==== RECORDS SHOWN
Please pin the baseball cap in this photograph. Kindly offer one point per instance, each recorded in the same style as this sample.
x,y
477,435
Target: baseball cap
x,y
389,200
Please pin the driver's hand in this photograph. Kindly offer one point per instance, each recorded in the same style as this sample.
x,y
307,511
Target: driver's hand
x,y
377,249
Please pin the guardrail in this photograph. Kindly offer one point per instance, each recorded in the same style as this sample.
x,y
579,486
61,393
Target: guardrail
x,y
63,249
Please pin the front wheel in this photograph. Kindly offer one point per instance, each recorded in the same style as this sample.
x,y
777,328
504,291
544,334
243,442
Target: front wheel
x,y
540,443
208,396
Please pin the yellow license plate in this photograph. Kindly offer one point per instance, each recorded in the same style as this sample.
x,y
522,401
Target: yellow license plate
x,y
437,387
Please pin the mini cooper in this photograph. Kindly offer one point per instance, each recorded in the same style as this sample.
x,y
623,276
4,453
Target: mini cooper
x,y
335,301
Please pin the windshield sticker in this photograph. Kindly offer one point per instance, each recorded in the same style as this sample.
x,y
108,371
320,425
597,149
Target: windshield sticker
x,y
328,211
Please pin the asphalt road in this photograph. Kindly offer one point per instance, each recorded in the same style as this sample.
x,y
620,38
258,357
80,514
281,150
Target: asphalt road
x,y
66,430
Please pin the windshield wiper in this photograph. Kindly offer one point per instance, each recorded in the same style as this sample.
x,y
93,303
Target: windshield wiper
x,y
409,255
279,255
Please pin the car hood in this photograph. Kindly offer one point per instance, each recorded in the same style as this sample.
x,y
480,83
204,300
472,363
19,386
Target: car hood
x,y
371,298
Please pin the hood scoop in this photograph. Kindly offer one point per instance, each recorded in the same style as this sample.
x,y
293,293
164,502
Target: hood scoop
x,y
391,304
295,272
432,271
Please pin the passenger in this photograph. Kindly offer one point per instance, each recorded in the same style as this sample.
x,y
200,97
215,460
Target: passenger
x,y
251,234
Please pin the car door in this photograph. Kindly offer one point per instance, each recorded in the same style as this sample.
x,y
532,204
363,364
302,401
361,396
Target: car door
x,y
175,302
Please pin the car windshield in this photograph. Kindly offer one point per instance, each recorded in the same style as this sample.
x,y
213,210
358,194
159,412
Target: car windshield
========
## WHAT NEEDS TO BE DONE
Could you retype all of the entries, leaving every character unchanged?

## FINISHED TASK
Please pin the baseball cap in this photograph. Kindly offer one point per instance, each recorded in the same style as this sample.
x,y
477,435
Target: baseball cap
x,y
389,200
Please pin the driver's hand in this photograph. Kindly offer one point per instance, each recorded in the same style as this sample.
x,y
307,511
Target: driver's hand
x,y
377,249
Please pin the guardrail in this photograph. Kindly offer one point per instance, each recorded in the same style as this sample.
x,y
579,486
61,393
Target: guardrail
x,y
63,249
Please pin the front wheel in this photograph. Kindly offer one point per instance, each recorded in the same style as this sample.
x,y
777,328
504,291
544,334
243,442
Target: front wheel
x,y
540,443
208,396
Please pin the yellow license plate in this photograph. Kindly offer one point per instance, each recorded in the same style as this sample.
x,y
522,401
Target: yellow license plate
x,y
437,387
Please pin the mini cooper in this photograph. Kindly offer one point per instance, each recorded in the same style as this sample.
x,y
623,276
4,453
Target: mini cooper
x,y
335,301
Please pin the windshield sticker in this photograph. Kindly offer one point per instance, each recorded in the same style as this sample.
x,y
108,371
320,425
597,149
Target: windshield sticker
x,y
328,211
Please pin the asphalt road in this photograph. Kindly offer one point per instance, each recorded in the same style as this sample.
x,y
620,38
258,357
80,514
281,150
Target: asphalt road
x,y
66,430
Please pin the windshield wiper in this photograph. Kindly offer one point per instance, each recorded in the same style as this sample.
x,y
93,303
Target: windshield wiper
x,y
409,255
279,255
Please pin the car hood in this photograph. Kindly offer one point per instance, each recorded in the same style as this sample.
x,y
480,83
204,300
472,363
19,386
Target: car hood
x,y
371,298
Please pin the hood scoop in this photograph. Kindly offer one point per instance, each recorded in the same style as this sample.
x,y
293,293
164,502
Target: hood scoop
x,y
391,304
295,272
432,271
Please pin the passenger in this photograph. Kindly offer one point per instance, each recorded in the same style as this sample.
x,y
200,97
215,460
Target: passenger
x,y
251,234
Please pin the car door in this photograph. Kindly offer one point per instance, each recorded in the same style as this sample.
x,y
532,204
363,364
302,401
361,396
Target: car door
x,y
175,302
Please pin the car windshield in this photograph. Kindly offer one point per instance, each recorded in the same style as this sample.
x,y
213,210
358,194
159,412
Target: car windshield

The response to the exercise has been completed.